**Stated goal:** Write out the entire listing below exactly as it appears, minus any pictures.
---- Material for the task
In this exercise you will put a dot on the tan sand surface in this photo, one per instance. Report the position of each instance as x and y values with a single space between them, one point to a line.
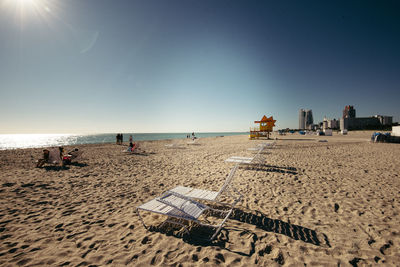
333 203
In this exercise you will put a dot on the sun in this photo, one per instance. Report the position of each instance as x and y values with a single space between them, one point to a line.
24 11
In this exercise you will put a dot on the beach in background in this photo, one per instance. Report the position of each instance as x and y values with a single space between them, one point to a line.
13 141
316 201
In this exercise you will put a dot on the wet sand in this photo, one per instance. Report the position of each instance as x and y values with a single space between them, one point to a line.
316 203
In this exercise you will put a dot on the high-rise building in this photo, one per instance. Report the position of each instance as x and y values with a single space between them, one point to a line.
309 118
349 112
305 119
302 119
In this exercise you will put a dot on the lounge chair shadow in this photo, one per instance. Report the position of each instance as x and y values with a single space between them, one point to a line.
293 231
55 168
272 168
79 164
199 236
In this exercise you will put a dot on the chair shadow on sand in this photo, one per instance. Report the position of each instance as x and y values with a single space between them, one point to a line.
272 168
199 236
66 167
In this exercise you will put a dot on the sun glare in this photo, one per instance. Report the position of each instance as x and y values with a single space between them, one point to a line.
26 10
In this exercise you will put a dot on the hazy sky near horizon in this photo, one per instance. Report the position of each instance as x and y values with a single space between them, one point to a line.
85 66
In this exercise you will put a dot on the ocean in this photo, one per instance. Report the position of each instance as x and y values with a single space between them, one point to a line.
14 141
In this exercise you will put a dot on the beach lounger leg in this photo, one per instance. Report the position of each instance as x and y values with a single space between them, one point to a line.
141 219
220 226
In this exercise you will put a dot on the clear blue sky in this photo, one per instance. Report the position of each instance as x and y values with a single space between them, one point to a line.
84 66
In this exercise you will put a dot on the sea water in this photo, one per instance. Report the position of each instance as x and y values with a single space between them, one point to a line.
13 141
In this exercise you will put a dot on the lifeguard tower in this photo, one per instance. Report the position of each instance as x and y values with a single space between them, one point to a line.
262 131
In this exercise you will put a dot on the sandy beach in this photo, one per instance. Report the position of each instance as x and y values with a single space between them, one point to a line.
313 203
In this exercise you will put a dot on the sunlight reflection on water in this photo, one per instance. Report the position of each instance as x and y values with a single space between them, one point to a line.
11 141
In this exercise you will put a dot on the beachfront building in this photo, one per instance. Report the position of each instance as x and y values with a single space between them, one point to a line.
385 120
330 124
349 112
305 119
368 123
264 129
350 122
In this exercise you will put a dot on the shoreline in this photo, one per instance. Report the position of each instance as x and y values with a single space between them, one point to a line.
318 203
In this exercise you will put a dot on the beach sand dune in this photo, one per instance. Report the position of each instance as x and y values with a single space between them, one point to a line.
319 203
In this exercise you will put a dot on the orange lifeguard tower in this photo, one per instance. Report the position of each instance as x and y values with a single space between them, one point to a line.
266 125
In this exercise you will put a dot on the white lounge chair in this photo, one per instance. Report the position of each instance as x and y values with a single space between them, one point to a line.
182 209
193 142
53 156
209 195
258 159
75 154
263 146
174 145
136 149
--------
**Answer to this exercise:**
In this exercise you will put a dot on the tan sand surface in this photo, one per instance. Report the position of each instance as x and y values with a single space between them, one point to a line.
333 203
In this exercise you will put a dot on the sun in this photo, one per instance. Report the position of each instance as x and y values with a single space between them, one point to a line.
24 11
In this exercise you will put a dot on the beach in background in this photo, one per instance. Report the position of each instance as x and y values with a single space between them, one point to a line.
13 141
316 201
In this exercise you will put a dot on the wet sand in this photo, one per instance. Report the position of each instance as x and y values with a single space between them, one point to a line.
316 203
In this exercise you will put a dot on the high-rise building in this photo, one per instance. Report the position of each instance as x and y values with a single space between them, one point to a line.
309 118
349 112
305 119
302 119
In this exercise you will put a dot on the lounge chair shadow in this photo, one per instance. Report the position of each instance as x and y values with a single space between them, one point to a line.
293 231
55 168
272 168
79 164
199 236
In this exercise you will put a dot on the chair shadow on sand in this photo, one per instance. Report the position of each instance as x and y values with a single space between them, one point to a line.
272 168
199 236
66 167
In this exercise you will put a dot on the sun glare in this photo, one per instance. Report the position of each instance as x and y values with a single space between them, one point to a line.
26 10
In this exercise you will put a dot on the hazy sky near horizon in this photo, one per instance. Report the position of each instance as x and y values with a single space between them, one point to a line.
85 66
In this exercise you will put a dot on the ocean in this photo, one per instance. Report the position of each instance as x and y values with a single space between them, one point to a line.
14 141
In this exercise you will put a dot on the beach lounger leg in this photo, one per instance. Report the position of each instance as x and y values with a single space between them, one point to a line.
141 219
220 226
In this exercise you will put a dot on the clear blue sky in this photo, one per instance. Report the position of each instance as x and y values with a single space between them, one point to a line.
84 66
In this exercise you will put a dot on the sea water in this photo, one per instance. Report the position of each instance as x and y values with a single space between them, one point to a line.
13 141
In this exercise you will put a dot on the lifeguard tower in this photo, one per instance. Report the position of each instance as x and y values with a single space between them, one point to a line.
262 131
In this exercise you will put a dot on the sandy beach in this photo, one per instance. Report the position of each instance as x and y values with a single space between them, one point to a line.
313 203
In this exercise you will put a dot on the sunlight reflection on water in this photo, one per instance. Report the position of each instance as x and y values with a single space between them, one point to a line.
11 141
In this exercise you will put a dot on the beachfront building in this photo, one per instance. Report the position of each instance as x and y values with a single space between them, one point to a line.
385 120
330 124
349 112
305 119
368 123
264 129
350 122
In this exercise you will put a dot on the shoreline in this photo, one per instance. Report the position of each instance as x and y values with a single space between them, one point to a line.
318 203
In this exercise you will put a dot on the beach sand dune in this photo, one per instance. Report the position of each instance as x and y values with a single space between them, one point to a line.
319 203
In this exercise you will put a dot on the orange lifeguard tower in this photo, one per instance. Report the position of each instance as x and y values with a single space between them, one point to a line.
266 125
In this exercise you will put a dot on the white lounge chair in this photo, one per instance. Report the position of each instance as x and y values with a single space between them, one point to a line.
182 209
193 142
53 156
209 195
258 159
75 154
263 146
174 145
136 149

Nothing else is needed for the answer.